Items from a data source

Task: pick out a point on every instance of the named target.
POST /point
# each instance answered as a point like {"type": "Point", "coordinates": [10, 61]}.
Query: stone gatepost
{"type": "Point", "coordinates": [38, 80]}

== Written instruction ==
Recopy the entries above exactly, with every line included.

== Task output ==
Task: pick out a point on every instance of the named target.
POST /point
# each instance answered as a point like {"type": "Point", "coordinates": [10, 61]}.
Query: stone gatepost
{"type": "Point", "coordinates": [38, 80]}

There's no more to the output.